DOCUMENTO:
┄┄┄┄┄┄┄┄┄┄
Nestes dois parágrafos da declaração final estão traduzidos os aspectos centrais do Congresso: a mobilização popular e a luta por um regime de liberdade, e ajudam a compreender também muitos aspectos programáticos retomados um ano depois nos textos do MFA e na luta do Portugal de Abril, que não nasceram por geração espontânea ou por uma aceleração artificial da história mas na continuidade de um processo de exigência e de luta com origem nos movimentos democráticos da oposição à ditadura e nas suas diversas componentes.

Mais de 4000 Congressistas convergiram de todo o País para uma cidade de Aveiro cercada pela polícia de choque, pela GNR e pela PIDE. Havia obviamente um clima de forte tensão e expectativa mas respirava-se simultaneamente um ambiente de forte solidariedade e empenhamento numa iniciativa que, todos tinham consciência disso, era um momento alto no combate pela democracia e contra o fascismo. A ditadura também tinha consciência disso o que explica a mobilização, sem precedentes, das forças repressivas e o desencadeamento antes, durante e depois do Congresso de múltiplas provocações, intimidações e perseguições.

A preparação do Congresso assentou, durante meses em centenas de reuniões pelo País fora, na constituição de amplas Comissões Distritais, Grupos de Trabalho, Comissões Coordenadoras e uma Comissão Nacional com cerca de 500 elementos de todas as zonas do País.

Na definição dos contornos e objectivos do Congresso, na sua preparação e na mobilização popular, o PCP, em duras condições de clandestinidade, teve um papel determinante. Percorrendo a lista da Comissão Nacional é fácil depararmos com quadros comunistas hoje largamente conhecidos como é o caso do Secretário geral do PCP Carlos Carvalhas.

Mas o movimento vinha de trás. As eleições de 1969 tinham marcado um ponto de viragem e de ruptura com uma certa concepção conspirativa, fechada e reduzida a um grupo de personalidades que até então marcava a intervenção tradicional da chamada oposição democrática ao regime fascista.
┄┄┄┄┄┄┄┄┄┄
O QUE SE PEDE:
#1 Enumere todas as estruturas organizativas em que, segundo o texto sobre o Congresso, assentou a sua preparação.
#2 Transcreva o trecho do texto sobre o Congresso que vai desde "A preparação do" até "zonas do País.", inclusive.
Baseie-se exclusivamente no texto.

Itens armazenados de uma coleção:
┄┄┄┄┄┄┄┄┄┄
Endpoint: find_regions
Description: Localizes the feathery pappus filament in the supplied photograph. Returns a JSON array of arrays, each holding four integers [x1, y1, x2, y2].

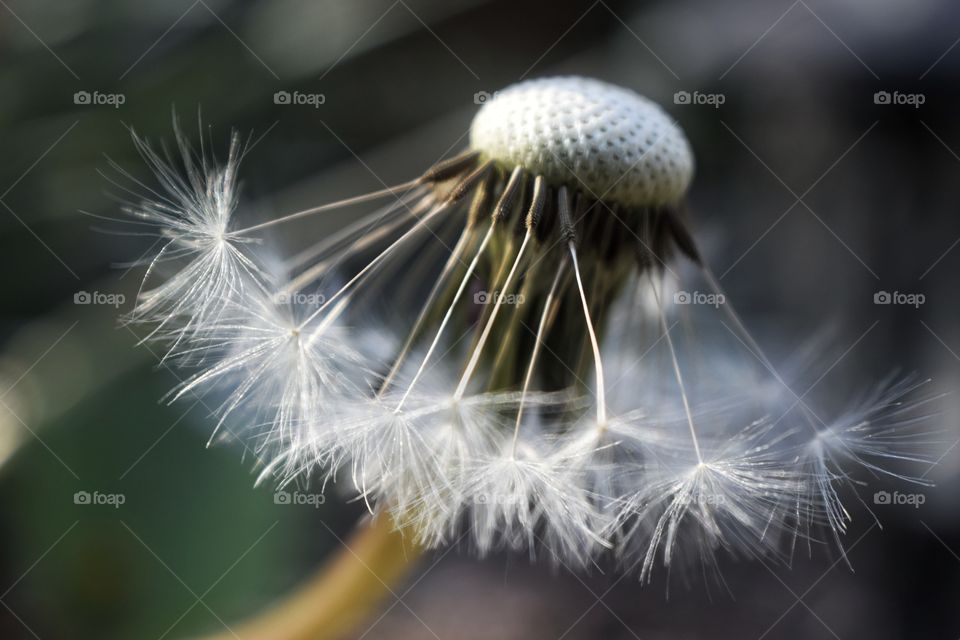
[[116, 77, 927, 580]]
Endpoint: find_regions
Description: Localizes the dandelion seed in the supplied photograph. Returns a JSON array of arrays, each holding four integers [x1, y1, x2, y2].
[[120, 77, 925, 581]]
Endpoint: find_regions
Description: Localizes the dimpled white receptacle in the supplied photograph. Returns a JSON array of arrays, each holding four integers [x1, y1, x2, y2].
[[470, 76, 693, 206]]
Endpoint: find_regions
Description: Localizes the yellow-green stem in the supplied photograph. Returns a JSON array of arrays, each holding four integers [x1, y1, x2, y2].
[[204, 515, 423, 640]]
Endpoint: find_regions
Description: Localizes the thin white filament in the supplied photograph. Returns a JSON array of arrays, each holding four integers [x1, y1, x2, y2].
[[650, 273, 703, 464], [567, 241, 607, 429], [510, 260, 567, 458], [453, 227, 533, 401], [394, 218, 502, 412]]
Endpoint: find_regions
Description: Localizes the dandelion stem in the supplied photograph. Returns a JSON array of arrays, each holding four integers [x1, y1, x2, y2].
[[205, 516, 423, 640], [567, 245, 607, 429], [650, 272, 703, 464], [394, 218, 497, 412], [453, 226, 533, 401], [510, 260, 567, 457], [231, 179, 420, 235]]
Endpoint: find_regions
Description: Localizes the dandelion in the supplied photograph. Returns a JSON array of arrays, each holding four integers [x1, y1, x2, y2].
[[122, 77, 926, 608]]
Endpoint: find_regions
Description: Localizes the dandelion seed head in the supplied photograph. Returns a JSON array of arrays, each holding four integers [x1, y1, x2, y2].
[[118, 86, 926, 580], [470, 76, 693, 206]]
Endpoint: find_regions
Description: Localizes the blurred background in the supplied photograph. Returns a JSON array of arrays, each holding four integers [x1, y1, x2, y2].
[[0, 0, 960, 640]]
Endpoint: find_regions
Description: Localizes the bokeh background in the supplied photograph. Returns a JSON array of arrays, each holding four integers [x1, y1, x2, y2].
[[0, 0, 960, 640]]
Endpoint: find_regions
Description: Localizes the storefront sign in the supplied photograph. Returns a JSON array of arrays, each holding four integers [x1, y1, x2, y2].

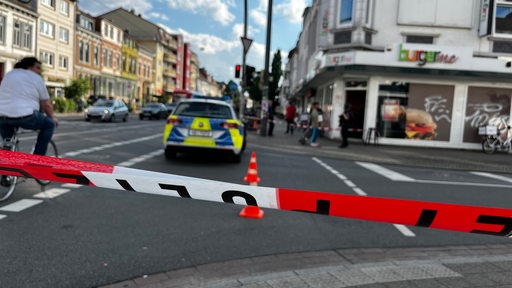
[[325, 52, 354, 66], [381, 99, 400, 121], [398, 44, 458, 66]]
┄┄┄┄┄┄┄┄┄┄
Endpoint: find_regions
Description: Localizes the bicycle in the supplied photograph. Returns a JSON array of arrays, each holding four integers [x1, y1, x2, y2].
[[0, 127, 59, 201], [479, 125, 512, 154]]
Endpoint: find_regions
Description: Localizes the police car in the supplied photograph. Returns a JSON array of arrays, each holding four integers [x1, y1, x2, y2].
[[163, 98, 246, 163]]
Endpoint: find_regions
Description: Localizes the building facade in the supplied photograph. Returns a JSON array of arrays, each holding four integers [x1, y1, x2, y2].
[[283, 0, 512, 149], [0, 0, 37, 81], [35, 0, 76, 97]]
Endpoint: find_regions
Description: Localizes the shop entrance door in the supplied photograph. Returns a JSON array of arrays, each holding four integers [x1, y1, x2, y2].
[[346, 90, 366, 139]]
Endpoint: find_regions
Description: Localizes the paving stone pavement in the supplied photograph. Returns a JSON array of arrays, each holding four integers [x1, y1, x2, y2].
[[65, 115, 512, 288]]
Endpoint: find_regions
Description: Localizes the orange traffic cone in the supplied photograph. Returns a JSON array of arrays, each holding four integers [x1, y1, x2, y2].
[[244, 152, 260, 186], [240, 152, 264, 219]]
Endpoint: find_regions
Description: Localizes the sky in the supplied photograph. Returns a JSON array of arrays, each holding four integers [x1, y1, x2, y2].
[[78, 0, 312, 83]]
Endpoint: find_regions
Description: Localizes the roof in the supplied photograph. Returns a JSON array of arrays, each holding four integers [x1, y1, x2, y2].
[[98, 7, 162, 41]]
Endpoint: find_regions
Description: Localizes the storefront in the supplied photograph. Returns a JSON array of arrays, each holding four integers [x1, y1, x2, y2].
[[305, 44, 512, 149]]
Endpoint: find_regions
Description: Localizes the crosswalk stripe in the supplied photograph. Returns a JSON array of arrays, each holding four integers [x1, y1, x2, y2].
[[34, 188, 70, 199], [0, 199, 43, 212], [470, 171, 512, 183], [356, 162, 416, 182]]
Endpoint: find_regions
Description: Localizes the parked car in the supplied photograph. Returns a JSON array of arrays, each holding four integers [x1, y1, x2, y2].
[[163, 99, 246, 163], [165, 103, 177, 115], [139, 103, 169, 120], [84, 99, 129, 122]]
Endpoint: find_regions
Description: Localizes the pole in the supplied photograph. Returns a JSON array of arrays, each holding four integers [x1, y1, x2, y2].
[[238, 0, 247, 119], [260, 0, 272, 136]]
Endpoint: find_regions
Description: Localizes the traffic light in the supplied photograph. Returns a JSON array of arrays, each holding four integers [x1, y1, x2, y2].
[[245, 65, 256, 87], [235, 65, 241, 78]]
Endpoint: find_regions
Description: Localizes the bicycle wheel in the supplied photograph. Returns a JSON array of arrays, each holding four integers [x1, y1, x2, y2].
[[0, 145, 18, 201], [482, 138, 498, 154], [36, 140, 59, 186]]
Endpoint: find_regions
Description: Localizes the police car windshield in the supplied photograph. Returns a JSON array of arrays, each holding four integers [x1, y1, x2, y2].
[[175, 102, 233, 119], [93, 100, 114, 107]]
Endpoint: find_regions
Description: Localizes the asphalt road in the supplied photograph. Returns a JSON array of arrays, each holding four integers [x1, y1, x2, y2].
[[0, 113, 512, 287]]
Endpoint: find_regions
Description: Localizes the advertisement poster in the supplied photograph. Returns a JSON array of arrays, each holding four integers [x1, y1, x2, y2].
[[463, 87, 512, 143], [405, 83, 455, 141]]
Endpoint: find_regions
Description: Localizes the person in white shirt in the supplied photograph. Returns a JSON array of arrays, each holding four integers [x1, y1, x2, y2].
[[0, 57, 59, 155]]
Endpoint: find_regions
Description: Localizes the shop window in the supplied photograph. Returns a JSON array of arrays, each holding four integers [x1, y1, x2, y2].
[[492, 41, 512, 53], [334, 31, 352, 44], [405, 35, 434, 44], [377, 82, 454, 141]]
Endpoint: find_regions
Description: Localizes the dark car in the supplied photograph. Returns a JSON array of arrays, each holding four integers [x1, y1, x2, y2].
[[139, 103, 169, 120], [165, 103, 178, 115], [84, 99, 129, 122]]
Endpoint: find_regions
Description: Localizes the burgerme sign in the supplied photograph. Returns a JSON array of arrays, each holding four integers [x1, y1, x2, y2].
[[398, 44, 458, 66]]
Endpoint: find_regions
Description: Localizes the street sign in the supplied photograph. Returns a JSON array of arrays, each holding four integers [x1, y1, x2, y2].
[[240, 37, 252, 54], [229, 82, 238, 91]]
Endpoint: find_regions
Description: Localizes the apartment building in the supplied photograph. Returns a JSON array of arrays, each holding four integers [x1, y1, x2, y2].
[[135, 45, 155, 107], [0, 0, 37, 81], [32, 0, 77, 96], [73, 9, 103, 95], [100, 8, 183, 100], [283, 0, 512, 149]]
┄┄┄┄┄┄┄┄┄┄
RESPOSTAS ESPERADAS:
#1 Comissões Distritais, Grupos de Trabalho, Comissões Coordenadoras e uma Comissão Nacional.

#2
A preparação do Congresso assentou, durante meses em centenas de reuniões pelo País fora, na constituição de amplas Comissões Distritais, Grupos de Trabalho, Comissões Coordenadoras e uma Comissão Nacional com cerca de 500 elementos de todas as zonas do País.